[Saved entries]

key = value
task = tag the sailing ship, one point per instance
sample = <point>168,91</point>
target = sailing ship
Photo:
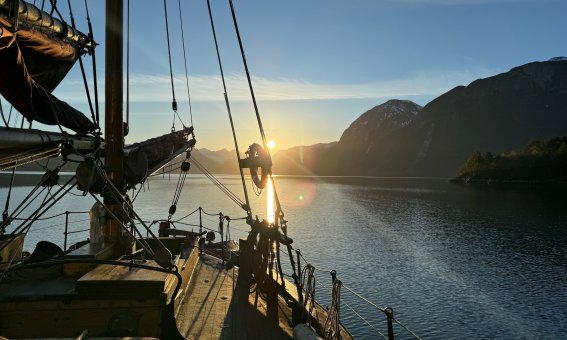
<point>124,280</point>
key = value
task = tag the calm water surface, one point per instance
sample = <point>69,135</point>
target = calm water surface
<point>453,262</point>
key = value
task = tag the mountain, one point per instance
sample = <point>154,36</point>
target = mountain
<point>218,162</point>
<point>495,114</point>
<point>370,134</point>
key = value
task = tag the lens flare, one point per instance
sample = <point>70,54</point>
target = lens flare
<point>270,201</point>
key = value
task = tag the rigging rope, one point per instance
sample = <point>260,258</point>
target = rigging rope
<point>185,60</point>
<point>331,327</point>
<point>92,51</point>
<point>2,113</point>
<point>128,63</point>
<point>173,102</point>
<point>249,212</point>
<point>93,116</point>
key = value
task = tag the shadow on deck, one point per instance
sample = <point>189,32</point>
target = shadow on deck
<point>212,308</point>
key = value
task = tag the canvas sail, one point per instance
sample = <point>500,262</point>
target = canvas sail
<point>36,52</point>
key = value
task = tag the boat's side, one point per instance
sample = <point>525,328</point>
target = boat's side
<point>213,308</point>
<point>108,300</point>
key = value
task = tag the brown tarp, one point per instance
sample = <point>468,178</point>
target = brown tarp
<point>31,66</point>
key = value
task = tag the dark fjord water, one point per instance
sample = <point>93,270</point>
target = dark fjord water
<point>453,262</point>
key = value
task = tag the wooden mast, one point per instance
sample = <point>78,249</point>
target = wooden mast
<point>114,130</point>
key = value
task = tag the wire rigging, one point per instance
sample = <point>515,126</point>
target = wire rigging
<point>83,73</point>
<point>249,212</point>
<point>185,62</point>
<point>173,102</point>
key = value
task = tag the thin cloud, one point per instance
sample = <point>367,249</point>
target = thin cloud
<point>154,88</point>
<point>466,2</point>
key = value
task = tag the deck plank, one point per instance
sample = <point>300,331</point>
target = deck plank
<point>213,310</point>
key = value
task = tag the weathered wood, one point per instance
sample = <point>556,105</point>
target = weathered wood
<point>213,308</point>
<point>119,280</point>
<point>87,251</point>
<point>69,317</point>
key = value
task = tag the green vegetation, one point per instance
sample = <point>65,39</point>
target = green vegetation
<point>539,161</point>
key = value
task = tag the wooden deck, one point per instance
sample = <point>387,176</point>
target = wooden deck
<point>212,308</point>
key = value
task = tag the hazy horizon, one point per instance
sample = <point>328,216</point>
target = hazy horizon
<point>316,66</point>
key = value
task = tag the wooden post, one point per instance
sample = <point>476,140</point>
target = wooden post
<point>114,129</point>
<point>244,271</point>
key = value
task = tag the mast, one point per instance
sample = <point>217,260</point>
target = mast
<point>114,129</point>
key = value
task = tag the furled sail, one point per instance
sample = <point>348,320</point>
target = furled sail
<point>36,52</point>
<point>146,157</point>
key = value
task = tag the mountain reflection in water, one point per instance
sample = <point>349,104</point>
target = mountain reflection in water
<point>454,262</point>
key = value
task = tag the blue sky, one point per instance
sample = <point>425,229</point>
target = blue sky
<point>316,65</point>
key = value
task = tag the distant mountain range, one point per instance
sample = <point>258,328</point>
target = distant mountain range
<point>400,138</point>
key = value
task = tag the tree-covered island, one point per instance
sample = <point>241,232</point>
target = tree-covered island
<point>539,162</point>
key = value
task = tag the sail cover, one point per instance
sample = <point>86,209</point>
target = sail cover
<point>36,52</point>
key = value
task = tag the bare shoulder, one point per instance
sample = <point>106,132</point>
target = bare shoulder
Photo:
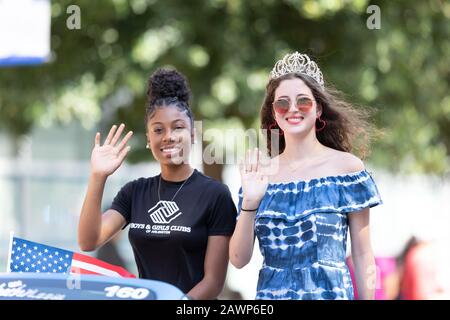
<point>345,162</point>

==

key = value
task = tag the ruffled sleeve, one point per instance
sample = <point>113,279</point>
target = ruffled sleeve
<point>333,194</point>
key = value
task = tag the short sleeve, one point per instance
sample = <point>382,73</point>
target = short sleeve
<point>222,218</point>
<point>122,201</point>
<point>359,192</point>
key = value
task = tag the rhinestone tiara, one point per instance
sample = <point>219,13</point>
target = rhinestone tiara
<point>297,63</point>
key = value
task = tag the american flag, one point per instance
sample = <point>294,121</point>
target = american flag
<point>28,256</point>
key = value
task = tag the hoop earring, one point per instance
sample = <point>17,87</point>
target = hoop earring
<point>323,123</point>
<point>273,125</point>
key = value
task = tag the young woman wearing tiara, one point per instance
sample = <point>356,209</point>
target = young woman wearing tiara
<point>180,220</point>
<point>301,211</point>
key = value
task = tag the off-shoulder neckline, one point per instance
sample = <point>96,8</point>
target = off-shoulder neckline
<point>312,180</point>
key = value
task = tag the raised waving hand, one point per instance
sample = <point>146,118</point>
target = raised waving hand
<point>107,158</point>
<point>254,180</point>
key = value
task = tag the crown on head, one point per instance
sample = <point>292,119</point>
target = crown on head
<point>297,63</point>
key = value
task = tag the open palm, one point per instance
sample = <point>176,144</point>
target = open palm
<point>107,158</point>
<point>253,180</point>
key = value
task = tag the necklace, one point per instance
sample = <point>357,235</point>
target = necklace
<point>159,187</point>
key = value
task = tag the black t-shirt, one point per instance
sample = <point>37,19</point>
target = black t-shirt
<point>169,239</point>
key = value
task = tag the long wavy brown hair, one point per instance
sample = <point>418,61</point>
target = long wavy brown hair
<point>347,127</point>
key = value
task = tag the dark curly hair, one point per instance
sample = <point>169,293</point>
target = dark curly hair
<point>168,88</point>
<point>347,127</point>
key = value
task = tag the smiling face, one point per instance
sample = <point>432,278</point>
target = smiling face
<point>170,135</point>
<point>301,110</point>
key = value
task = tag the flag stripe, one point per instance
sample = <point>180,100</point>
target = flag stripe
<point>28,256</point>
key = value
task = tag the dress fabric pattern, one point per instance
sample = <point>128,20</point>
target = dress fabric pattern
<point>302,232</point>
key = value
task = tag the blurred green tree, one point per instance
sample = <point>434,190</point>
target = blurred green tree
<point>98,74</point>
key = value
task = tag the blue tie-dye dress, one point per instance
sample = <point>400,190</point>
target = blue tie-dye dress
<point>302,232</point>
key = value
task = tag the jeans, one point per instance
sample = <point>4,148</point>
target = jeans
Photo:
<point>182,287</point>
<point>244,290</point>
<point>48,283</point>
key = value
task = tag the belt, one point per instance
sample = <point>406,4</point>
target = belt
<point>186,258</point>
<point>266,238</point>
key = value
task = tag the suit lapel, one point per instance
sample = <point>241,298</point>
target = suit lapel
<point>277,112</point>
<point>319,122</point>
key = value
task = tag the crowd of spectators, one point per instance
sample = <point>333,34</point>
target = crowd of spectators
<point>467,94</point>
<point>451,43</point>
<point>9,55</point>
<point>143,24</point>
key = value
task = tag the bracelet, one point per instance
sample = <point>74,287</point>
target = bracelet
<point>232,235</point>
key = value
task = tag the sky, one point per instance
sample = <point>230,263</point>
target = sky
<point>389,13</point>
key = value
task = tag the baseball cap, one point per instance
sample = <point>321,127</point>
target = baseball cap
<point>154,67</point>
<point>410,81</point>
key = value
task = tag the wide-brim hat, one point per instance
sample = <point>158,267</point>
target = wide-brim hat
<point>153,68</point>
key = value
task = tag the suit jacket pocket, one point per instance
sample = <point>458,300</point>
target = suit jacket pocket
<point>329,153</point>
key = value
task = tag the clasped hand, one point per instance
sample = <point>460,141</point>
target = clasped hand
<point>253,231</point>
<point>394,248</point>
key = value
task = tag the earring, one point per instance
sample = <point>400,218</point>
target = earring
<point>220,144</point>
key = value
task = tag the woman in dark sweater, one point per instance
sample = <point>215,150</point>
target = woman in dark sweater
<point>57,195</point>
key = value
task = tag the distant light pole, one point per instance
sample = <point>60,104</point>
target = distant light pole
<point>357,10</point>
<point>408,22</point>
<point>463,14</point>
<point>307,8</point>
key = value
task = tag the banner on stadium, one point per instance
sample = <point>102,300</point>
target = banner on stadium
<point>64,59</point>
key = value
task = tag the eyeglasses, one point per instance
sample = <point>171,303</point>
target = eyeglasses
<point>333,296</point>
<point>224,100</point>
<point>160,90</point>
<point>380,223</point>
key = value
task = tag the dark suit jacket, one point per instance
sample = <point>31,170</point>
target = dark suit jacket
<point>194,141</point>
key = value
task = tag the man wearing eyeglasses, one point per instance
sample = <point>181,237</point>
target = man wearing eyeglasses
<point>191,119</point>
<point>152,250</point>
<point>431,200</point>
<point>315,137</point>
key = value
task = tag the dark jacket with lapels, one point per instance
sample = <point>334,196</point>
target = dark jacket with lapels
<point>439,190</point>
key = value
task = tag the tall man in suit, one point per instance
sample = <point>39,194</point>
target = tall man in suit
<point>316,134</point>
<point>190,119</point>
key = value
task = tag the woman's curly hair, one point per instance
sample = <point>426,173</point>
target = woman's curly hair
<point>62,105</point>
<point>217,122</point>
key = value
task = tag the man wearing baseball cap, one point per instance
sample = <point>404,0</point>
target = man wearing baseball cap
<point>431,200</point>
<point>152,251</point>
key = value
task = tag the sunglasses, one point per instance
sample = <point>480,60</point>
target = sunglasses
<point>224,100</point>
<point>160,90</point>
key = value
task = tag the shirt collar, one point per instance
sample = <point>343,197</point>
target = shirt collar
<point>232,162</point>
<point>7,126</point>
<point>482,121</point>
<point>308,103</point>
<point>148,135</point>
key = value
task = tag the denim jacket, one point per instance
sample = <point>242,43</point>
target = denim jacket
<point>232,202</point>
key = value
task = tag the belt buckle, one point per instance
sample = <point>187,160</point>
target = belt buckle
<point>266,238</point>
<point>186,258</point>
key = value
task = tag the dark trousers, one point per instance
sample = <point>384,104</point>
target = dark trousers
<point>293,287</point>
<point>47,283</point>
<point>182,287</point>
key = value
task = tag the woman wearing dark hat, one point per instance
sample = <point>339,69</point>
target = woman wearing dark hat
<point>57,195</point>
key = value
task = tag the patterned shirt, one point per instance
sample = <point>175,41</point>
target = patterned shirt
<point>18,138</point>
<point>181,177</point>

**What you have to do**
Collect every line of the entries above that contains the word "rhinestone", treating uppercase and lowercase as distinct.

**Problem solution**
task = tag the rhinestone tiara, one point per instance
target = rhinestone tiara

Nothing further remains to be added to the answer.